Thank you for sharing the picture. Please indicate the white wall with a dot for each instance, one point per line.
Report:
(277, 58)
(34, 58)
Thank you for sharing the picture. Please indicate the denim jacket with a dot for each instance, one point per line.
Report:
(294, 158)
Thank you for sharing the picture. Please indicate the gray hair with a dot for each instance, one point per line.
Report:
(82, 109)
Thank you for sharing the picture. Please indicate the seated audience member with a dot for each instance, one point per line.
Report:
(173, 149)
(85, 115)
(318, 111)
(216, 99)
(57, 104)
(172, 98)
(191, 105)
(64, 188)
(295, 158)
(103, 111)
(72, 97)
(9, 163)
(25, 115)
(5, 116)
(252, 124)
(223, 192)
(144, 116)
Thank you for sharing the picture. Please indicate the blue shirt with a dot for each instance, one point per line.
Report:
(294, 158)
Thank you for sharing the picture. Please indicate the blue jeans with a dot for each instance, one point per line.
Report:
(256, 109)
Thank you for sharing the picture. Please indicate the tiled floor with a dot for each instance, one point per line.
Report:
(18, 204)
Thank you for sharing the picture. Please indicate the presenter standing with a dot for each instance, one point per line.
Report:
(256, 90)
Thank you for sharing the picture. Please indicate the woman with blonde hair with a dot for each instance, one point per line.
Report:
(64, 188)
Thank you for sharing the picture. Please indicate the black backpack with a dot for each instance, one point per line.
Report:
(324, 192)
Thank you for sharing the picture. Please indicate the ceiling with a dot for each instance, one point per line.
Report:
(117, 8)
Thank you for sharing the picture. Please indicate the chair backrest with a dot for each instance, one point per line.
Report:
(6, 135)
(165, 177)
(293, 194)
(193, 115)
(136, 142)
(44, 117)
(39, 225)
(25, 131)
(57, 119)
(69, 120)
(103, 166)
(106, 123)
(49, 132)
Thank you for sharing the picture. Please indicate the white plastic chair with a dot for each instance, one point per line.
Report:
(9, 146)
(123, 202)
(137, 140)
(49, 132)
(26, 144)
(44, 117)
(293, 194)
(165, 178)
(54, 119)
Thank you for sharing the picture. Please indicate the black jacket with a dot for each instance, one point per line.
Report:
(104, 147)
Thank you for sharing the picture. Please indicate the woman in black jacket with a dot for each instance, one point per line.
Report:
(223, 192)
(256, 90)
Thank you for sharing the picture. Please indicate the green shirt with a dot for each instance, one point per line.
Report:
--
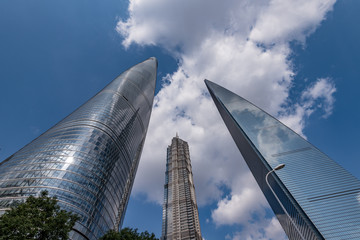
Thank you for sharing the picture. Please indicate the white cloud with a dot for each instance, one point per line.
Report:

### Given instruction
Tally the lines in the records above that contain the string "woman". Reply with that number only.

### Output for this task
2